Excerto:
========================================
Ao estudarmos os mecanismos de formação de padrões em sistemas biológicos, é necessário ter em mente não só as ideias de autoorganização, como também os mecanismos alternativos para a formação de padrões. Não só porque nem todos os padrões da natureza provêm da autoorganização, mas também, como já mostrámos, mesmo aqueles que são baseados essencialmente na autoorganização podem ter a contribuição de outros mecanismos. Muitas vezes, a ordem nalguns sistemas pode ter origem nas suas interacções internas em conformidade com as forças impostas pelo exterior.
Existem essencialmente quatro formas de um grupo de organismos construir uma estrutura ordenada sem recorrer à autoorganização. Cada uma delas pode ser caracterizada através da forma como a ordem é imposta no sistema: Líderes, receitas, esquemas (blueprints) e moldes (templates).
A primeira alternativa à autoorganização é o líder bem informado que dirige a actividade do grupo dizendo a cada indivíduo aquilo que deve fazer, supervisionando assim a construção do padrão global do sistema. É o que acontece com um grupo de remadores que tem um timoneiro a impor o ritmo das remadas.
Convém notar, no entanto, que a sincronia dos remadores não deriva exclusivamente das instruções do líder. Os próprios remadores tentam coordenar o seu movimento tomando atenção ao movimento uns dos outros o que significa que apesar da presença de um líder, a autoorganização também tem um papel neste exemplo.
Ao analisar-se o mecanismo de formação do padrão num certo sistema, é preciso averiguar se existem indivíduos com papéis de liderança, responsáveis pela coordenação do padrão. Se os houver, então é provável que o sistema não seja autoorganizado. No entanto, é preciso também averiguar a existência de interacções entre os elementos do sistema, porque a sua existência indicia autoorganização. No plano experimental, a melhor maneira de decidirmos entre estas duas alternativas é privar o sistema dos seus líderes, ou bloquear as interacções entre os seus elementos averiguando até que ponto o padrão global é robusto à alteração destas condições.
A liderança em sistemas biológicos pressupõe a existência de um indivíduo mais experiente ou geneticamente mais apto que possa supervisionar a actividade organizada do grupo. Um exemplo clássico é o da fila formada pelas crias dos patos que seguem a mãe, um padrão que se forma com base na liderança da progenitora.
Durante muito tempo pensou-se que a rainha nas sociedades de insectos, além de progenitora funcionava como uma autoridade central que supervisionava a actividade de toda a colónia. Numa certa medida pode ser verdade, nas colónias de abelhas a rainha liberta feromonas que regulam alguns dos aspectos da organização da colónia. Este controlo torna-se ainda mais importante em colónias mais pequenas como as formadas por algumas espécies de abelhas ou vespas. Nestas colónias, o número de indivíduos é suficientemente pequeno para que a rainha actue como um coordenador central em que a sua agressividade, aumento de actividade ou produção de feromonas, funciona como estímulo à actividade subsequente da colónia. Nestes casos, o papel de liderança funciona com eficácia porque a colónia é suficientemente pequena para que a rainha possa examinar toda a colmeia, adquirindo informação completa sobre as suas necessidades e a partir da qual pode dar feedback aos trabalhadores.
========================================
Lista de tarefas:
(1) Segundo o excerto, quais são as quatro formas de um grupo de organismos construir uma estrutura ordenada sem recorrer à autoorganização?
(2) Transcreva do excerto, palavra por palavra, o trecho que começa nas palavras que contêm "A primeira alternativa" e termina em "ritmo das remadas.".
========================================
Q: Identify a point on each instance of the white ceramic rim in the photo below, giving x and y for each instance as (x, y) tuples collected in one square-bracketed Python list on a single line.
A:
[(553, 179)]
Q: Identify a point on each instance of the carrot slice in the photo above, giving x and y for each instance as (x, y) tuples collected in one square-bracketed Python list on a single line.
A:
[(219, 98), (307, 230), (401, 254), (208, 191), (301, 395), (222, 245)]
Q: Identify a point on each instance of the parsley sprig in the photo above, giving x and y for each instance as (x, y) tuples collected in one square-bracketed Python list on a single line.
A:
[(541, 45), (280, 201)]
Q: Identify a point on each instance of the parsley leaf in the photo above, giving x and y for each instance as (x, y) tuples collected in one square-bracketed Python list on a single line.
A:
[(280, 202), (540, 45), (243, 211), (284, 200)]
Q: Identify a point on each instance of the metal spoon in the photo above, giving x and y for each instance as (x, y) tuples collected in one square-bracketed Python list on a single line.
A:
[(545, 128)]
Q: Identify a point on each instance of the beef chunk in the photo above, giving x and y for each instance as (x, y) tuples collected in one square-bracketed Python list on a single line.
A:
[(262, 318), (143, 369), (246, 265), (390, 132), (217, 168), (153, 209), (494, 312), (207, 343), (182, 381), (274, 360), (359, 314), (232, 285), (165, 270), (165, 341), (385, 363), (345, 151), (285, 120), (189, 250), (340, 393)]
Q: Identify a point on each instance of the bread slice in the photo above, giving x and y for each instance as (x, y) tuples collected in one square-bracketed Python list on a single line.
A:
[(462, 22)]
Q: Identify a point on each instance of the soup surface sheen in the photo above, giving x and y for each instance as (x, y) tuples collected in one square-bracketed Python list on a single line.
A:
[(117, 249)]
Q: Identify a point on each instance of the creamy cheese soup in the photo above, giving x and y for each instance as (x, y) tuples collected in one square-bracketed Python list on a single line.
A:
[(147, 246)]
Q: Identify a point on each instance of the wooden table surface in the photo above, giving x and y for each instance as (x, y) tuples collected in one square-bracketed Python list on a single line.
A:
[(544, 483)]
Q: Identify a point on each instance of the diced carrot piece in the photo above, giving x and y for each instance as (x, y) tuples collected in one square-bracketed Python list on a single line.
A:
========================================
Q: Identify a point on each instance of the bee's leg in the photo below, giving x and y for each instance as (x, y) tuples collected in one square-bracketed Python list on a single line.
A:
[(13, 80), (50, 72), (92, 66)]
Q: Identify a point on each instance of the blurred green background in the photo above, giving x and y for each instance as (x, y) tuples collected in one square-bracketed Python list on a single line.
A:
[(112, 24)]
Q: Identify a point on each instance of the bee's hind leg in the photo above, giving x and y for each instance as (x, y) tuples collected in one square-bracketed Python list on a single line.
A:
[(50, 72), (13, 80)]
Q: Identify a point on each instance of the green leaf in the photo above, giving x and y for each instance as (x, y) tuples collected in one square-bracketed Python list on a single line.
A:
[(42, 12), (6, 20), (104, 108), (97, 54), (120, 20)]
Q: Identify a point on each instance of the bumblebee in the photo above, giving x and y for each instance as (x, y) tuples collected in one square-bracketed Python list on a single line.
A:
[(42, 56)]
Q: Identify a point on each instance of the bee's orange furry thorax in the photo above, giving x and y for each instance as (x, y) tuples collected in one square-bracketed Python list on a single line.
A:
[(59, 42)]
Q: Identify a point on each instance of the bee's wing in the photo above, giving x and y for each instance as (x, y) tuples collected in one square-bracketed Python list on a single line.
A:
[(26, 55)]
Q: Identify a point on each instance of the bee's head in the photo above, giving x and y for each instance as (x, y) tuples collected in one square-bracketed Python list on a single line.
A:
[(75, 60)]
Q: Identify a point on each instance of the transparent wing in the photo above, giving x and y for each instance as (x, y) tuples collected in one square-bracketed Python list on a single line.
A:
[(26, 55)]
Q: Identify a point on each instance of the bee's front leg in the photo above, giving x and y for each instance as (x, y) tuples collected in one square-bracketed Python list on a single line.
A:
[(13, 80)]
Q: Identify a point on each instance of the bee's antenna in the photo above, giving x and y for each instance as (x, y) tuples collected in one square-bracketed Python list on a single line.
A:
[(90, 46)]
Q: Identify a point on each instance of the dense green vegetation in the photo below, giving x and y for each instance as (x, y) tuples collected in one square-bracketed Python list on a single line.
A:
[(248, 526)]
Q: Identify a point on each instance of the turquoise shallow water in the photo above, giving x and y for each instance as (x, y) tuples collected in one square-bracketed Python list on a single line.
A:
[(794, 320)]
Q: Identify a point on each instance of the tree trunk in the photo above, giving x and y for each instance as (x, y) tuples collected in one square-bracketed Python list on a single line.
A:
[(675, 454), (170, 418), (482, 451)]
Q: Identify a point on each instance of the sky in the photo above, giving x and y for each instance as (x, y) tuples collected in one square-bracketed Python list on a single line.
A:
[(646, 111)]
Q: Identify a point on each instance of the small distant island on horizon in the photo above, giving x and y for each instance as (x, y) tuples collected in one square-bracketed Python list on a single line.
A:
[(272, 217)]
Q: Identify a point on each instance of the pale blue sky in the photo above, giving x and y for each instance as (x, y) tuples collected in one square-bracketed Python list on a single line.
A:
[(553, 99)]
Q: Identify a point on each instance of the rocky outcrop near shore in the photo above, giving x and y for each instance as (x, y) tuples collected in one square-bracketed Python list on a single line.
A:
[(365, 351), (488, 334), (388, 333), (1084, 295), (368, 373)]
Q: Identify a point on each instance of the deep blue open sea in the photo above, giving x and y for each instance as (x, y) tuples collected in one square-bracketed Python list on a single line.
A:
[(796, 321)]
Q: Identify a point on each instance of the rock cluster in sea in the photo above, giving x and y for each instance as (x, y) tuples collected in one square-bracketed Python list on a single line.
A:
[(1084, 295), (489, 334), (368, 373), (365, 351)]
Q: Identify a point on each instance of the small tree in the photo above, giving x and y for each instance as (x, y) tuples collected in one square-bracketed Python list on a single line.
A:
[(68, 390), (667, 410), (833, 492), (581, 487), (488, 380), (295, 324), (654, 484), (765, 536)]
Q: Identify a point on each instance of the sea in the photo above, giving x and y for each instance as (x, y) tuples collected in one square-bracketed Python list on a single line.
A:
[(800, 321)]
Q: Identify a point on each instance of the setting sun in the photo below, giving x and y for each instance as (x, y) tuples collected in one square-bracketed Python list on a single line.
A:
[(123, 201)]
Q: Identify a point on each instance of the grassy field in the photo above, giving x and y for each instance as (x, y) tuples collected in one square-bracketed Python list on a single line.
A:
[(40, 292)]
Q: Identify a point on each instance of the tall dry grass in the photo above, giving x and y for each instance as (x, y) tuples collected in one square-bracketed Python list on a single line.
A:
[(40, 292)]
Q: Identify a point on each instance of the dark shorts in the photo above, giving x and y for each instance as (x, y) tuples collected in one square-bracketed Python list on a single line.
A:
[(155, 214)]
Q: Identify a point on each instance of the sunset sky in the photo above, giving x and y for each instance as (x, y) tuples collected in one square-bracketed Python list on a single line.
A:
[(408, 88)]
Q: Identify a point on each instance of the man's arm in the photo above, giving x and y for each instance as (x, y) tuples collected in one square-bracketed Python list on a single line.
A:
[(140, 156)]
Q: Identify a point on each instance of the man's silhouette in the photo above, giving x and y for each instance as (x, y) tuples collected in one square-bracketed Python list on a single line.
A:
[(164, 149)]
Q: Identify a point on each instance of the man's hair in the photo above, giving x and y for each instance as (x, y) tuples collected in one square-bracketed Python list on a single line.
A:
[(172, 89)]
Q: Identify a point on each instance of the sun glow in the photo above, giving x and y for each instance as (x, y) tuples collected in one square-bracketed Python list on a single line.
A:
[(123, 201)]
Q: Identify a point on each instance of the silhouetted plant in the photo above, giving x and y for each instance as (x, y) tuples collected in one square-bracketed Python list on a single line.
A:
========================================
Respostas por tarefa:
(1) Líderes, receitas, esquemas (blueprints) e moldes (templates).

(2)
A primeira alternativa à autoorganização é o líder bem informado que dirige a actividade do grupo dizendo a cada indivíduo aquilo que deve fazer, supervisionando assim a construção do padrão global do sistema. É o que acontece com um grupo de remadores que tem um timoneiro a impor o ritmo das remadas.